[[ INPUT open ]]

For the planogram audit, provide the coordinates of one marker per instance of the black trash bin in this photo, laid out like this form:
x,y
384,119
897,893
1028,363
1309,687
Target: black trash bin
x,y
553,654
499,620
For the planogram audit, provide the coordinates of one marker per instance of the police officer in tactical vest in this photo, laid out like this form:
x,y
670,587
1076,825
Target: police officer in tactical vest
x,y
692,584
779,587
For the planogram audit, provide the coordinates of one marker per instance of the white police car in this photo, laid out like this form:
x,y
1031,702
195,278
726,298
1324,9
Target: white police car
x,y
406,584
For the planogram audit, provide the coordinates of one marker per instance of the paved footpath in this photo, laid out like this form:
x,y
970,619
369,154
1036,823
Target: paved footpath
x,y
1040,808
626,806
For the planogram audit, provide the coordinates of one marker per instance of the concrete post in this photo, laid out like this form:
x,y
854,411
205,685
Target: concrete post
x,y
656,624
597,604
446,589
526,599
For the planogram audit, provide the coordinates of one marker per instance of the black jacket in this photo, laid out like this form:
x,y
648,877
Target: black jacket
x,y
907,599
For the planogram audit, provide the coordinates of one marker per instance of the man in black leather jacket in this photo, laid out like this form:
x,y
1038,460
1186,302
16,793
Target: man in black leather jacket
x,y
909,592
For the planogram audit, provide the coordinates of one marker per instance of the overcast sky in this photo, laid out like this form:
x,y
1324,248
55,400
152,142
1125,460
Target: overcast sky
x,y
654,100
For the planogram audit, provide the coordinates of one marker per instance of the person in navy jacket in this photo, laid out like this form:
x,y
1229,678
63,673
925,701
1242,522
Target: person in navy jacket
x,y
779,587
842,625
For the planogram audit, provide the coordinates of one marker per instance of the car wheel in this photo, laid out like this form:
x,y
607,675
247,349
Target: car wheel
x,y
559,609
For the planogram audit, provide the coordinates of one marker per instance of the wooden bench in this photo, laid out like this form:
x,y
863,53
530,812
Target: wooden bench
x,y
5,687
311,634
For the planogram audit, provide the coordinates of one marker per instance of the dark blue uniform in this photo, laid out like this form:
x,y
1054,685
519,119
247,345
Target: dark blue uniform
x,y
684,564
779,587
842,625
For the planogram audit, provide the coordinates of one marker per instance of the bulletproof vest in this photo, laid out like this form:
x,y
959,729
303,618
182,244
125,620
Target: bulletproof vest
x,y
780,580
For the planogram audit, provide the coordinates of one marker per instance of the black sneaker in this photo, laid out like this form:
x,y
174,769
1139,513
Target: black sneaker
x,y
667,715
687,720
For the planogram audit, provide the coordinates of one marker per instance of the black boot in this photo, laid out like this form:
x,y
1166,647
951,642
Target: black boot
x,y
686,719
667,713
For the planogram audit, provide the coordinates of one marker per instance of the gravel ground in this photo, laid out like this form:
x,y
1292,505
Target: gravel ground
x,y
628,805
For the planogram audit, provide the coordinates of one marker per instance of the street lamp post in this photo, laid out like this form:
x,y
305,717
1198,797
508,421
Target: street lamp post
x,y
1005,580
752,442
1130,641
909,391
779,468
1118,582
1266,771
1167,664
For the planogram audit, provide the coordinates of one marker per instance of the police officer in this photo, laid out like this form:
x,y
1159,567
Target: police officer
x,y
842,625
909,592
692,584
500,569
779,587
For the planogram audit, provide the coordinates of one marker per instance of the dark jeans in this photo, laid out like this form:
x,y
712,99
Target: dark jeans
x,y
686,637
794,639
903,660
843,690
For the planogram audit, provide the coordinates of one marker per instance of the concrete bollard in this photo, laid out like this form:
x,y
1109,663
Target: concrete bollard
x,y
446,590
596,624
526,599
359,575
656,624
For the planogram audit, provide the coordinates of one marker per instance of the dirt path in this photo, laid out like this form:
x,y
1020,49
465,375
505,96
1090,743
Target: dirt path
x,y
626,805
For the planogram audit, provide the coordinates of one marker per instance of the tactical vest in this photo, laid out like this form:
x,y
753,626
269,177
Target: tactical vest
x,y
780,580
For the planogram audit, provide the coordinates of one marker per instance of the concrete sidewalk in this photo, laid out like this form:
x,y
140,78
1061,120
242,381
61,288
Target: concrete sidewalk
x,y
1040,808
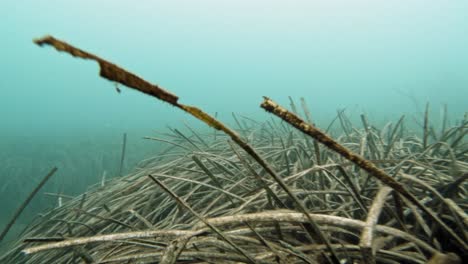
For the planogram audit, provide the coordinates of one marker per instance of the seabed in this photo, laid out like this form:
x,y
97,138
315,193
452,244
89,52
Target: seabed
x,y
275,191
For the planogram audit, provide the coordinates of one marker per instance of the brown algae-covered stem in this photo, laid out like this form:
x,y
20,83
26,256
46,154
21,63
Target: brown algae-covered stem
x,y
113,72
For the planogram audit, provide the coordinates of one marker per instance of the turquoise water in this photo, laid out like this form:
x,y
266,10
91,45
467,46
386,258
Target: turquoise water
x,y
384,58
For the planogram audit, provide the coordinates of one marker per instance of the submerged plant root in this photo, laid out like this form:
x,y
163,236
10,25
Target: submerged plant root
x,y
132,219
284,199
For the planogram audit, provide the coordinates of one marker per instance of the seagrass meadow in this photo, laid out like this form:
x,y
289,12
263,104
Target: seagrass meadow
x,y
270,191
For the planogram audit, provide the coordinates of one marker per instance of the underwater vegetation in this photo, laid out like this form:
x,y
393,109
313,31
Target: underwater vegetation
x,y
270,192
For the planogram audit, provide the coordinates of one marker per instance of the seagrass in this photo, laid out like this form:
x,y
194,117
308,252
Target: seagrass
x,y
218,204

[[ INPUT closed ]]
[[ INPUT open ]]

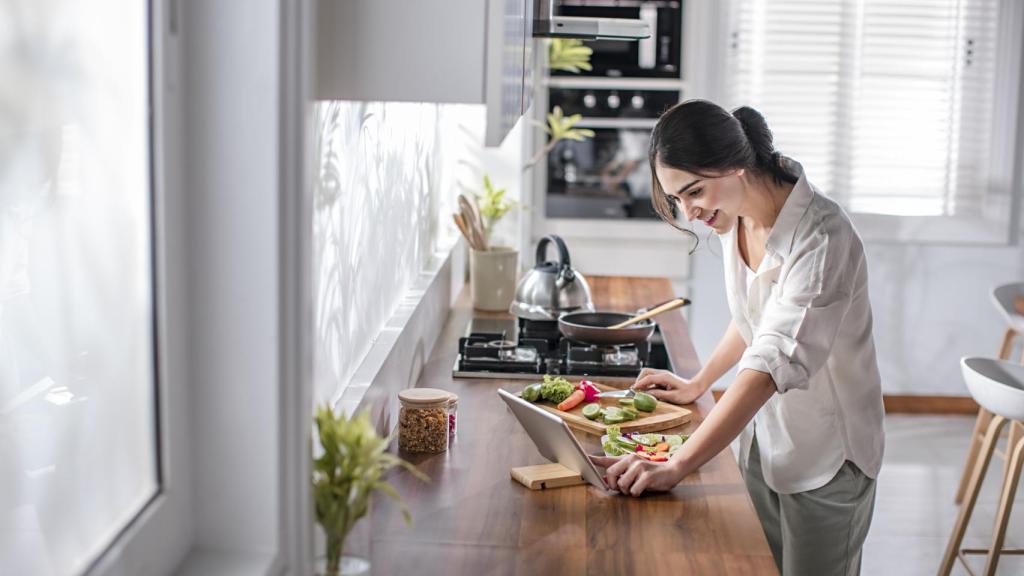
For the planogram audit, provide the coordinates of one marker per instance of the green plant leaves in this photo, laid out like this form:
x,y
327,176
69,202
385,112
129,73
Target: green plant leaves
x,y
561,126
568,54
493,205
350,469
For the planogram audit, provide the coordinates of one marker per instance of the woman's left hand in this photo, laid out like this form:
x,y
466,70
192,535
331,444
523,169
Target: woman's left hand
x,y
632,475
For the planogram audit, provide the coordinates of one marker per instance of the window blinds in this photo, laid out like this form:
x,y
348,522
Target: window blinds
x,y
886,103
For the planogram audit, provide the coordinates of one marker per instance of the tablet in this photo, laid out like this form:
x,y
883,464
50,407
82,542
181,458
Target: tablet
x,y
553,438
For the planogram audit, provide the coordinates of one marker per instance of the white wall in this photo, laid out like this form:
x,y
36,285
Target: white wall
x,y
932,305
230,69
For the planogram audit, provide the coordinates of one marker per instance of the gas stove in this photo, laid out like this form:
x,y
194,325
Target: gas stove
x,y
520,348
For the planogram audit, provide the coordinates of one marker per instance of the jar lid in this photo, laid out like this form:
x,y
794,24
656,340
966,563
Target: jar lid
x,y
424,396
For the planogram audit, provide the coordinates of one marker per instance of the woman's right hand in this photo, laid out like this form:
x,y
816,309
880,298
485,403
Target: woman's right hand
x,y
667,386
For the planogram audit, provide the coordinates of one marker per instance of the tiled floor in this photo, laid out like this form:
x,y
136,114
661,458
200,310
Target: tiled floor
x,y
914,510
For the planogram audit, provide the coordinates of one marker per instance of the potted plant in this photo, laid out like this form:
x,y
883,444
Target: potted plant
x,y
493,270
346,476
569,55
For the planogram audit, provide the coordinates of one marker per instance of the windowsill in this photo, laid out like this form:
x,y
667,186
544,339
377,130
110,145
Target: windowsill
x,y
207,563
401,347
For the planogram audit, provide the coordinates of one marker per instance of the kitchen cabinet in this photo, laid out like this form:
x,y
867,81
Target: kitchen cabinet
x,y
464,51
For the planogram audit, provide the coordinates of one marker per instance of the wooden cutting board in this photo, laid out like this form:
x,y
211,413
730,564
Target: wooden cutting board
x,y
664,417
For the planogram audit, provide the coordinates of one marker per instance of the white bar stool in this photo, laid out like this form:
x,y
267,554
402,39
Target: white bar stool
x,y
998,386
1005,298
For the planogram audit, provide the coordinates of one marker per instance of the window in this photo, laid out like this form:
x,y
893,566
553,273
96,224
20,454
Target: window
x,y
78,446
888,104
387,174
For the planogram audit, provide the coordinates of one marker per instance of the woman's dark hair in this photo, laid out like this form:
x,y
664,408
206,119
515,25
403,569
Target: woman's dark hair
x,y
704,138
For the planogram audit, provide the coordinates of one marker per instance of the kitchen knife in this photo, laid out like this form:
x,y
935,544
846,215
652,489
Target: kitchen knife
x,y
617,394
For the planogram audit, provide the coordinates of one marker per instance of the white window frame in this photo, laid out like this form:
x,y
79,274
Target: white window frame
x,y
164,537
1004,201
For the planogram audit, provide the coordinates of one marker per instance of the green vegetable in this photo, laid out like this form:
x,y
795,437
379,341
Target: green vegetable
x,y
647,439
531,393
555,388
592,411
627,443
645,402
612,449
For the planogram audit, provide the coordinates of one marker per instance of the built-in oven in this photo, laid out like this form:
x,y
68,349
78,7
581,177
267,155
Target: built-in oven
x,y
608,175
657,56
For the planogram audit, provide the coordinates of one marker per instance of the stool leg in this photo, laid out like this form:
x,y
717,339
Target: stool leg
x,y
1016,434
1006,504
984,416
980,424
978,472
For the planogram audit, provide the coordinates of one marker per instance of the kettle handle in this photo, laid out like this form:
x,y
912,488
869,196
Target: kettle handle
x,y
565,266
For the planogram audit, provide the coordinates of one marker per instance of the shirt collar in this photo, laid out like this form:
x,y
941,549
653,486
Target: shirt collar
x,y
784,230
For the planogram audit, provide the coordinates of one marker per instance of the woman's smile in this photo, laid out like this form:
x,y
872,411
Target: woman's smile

[[ INPUT closed ]]

**TASK:**
The lines above that hold the word "smile" are the ones to copy.

**SOLUTION:**
For the planogram audit, provide the coordinates of one marker per instance of the woman's smile in this photo, laid out like this form:
Target: woman's smile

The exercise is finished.